Items from a data source:
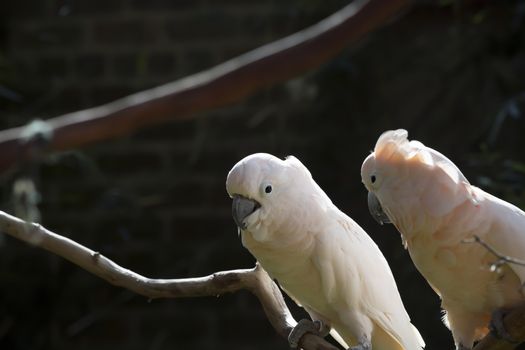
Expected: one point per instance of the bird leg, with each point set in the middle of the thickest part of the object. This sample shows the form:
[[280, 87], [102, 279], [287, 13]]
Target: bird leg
[[316, 327], [364, 344], [497, 328]]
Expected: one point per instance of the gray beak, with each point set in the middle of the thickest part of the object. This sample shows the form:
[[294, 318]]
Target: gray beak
[[241, 208], [376, 210]]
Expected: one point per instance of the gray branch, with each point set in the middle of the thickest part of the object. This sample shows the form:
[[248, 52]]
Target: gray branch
[[255, 280]]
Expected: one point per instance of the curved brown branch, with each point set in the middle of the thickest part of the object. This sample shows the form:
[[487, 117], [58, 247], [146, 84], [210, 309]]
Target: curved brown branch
[[255, 280], [514, 321], [223, 84]]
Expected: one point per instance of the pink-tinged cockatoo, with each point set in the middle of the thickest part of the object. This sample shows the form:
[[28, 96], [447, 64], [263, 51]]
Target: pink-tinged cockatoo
[[321, 257], [436, 210]]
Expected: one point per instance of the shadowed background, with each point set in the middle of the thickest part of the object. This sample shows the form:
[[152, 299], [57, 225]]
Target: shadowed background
[[451, 73]]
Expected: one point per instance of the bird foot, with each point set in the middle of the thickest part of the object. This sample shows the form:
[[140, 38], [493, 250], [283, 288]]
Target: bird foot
[[362, 346], [497, 328], [462, 347], [307, 326]]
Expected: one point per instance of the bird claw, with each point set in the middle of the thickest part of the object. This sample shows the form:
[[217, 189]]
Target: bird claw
[[304, 326], [462, 347], [362, 346], [497, 328]]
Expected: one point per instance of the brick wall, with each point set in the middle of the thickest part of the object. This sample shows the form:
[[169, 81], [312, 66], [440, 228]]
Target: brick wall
[[155, 201]]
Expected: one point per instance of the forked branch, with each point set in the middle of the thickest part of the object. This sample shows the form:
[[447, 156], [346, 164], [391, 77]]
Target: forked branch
[[255, 280], [514, 320]]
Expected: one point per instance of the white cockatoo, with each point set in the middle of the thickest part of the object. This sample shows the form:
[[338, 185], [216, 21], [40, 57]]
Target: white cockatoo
[[437, 212], [320, 257]]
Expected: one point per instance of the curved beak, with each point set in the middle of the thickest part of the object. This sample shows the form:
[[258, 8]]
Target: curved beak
[[241, 208], [376, 210]]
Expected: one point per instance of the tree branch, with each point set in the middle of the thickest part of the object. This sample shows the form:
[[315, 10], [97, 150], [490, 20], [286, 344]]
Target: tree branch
[[255, 280], [514, 320], [226, 83]]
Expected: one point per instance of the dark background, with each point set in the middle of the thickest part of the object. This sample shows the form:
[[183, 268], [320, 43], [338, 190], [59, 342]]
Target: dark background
[[450, 72]]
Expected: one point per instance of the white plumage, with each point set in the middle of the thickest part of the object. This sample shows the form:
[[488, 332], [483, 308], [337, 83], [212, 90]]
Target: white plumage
[[436, 209], [323, 259]]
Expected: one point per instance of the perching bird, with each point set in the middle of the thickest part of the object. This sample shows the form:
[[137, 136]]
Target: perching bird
[[437, 211], [320, 256]]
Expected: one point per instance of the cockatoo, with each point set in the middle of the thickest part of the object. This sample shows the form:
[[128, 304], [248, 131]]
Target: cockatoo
[[321, 258], [437, 212]]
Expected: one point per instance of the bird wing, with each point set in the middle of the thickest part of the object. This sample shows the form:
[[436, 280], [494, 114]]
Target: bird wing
[[355, 274]]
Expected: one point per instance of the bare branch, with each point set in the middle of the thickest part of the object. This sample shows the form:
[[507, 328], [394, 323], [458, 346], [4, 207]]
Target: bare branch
[[514, 323], [255, 280], [501, 257], [514, 320], [226, 83]]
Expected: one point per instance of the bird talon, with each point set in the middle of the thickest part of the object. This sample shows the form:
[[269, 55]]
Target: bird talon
[[306, 326]]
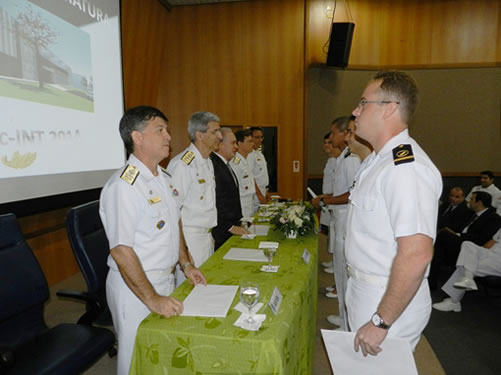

__Work required__: Every entry above should come back exactly as written, except for its pictures.

__Solved problem__:
Expected: one point per instance of the bird leg, with each point set in the middle of the thickest part of the object. This sample shows the form:
[[280, 87], [102, 279], [287, 13]]
Target: bird leg
[[316, 327], [364, 344], [497, 328]]
Expected: one point per instance of the gray beak, with each point set in the middle of the thickest part of the object. This sample shows the form:
[[294, 318]]
Target: gray beak
[[241, 208], [376, 210]]
Expected: one point per instance of the gray branch, with each point set in the middle of the thickest part of the object. This sample shows the form:
[[248, 52]]
Target: gray branch
[[255, 280]]
Expected: one point per instance of the curved brown branch, with each point set in the middle of the thickest part of the object. This sample shows the form:
[[487, 117], [58, 247], [146, 84], [210, 309]]
Target: curved brown branch
[[255, 280], [514, 321], [223, 84]]
Expected: one point per instance of the pink-tinged cockatoo, with each point set in the middle of the thickest part of the object. This sample shows the form:
[[28, 96], [447, 64], [263, 51]]
Target: pink-tinged cockatoo
[[321, 257], [436, 210]]
Expected: one point per instance of the shadowed background, with each point set in the middle of the thickest part of the object. This sample shows the form:
[[152, 299], [57, 225]]
Target: shadowed background
[[451, 73]]
Expected: one point per instance of the bird foot, with each point set in the middle of the thickest part of the object. This sample shows the form:
[[140, 38], [493, 250], [283, 288]]
Target: bird foot
[[362, 346], [497, 328], [462, 347], [307, 326]]
Expected: one point per instance of the bird claw, with each point set in the middle of the thickest part of the object. This sample shows the form:
[[217, 189]]
Target: bird claw
[[304, 326], [462, 347], [362, 346], [497, 328]]
Expected: one point per instance of the brick wall, with each point set in the middle of the thickest part of the object. This sample shows the form:
[[169, 81], [312, 66], [440, 228]]
Target: brick wall
[[155, 201]]
Expected: one point per instance of the forked branch, with each point set in the middle of the thickest part of the object. This sample shows the form:
[[447, 156], [346, 164], [391, 77]]
Target: forked branch
[[255, 280], [514, 320]]
Expected: one point per instance of the white cockatoo, with each point set in the middle of the thickest part of the object. This sample shows the form:
[[338, 185], [216, 21], [40, 57]]
Target: white cockatoo
[[437, 212], [320, 257]]
Expected: one point per instance of the curved beak, with each point set in the middle of the thickest part of the object. This sample shows the form:
[[258, 8]]
Target: curved beak
[[241, 208], [376, 210]]
Expected: one point per instance of the tree branch, with each point set in the middle of the thickest part of the object. This sample shows the form:
[[315, 10], [97, 150], [490, 20], [286, 344]]
Target: tree branch
[[255, 280], [514, 320], [226, 83]]
Expected: one point per instance of the dark background, with each point set in the middle of the thickest part of the object. This sample shows the form:
[[183, 268], [320, 43], [338, 190], [59, 342]]
Target: dark background
[[450, 72]]
Expected: one point per instance of the white plumage, with each point set in the middle of the thickest part of the object. This sample shows the form:
[[488, 332], [483, 308], [337, 83], [212, 90]]
Target: white plumage
[[436, 209], [323, 259]]
Expected: one point per instance of the perching bird, with each point set in the middle of the thickest part of the object. This sample shows the form:
[[137, 136]]
Target: perching bird
[[437, 211], [320, 256]]
Expected: one point per instance of the cockatoo, with each point set in the middle of the thickest part of the object. This sample shows the form:
[[128, 304], [248, 131]]
Target: cockatoo
[[321, 258], [437, 212]]
Expected: one point per instance of the bird wing, with each point set in the middle of the thickest part of the object. This sample shows the form:
[[436, 280], [494, 114]]
Target: bird wing
[[355, 274]]
Expected: one point per instance of the bare branch, with each point set in the middle of the thickest part of the object. This sample shows the form:
[[507, 328], [394, 323], [458, 346], [4, 207]]
Target: bare branch
[[514, 323], [255, 280], [501, 257], [514, 320], [226, 83]]
Expected: one point per instance of the bird talon, with each point set in the middle of the thickest part of the object. This sample shows the form:
[[269, 55]]
Target: bird talon
[[306, 326]]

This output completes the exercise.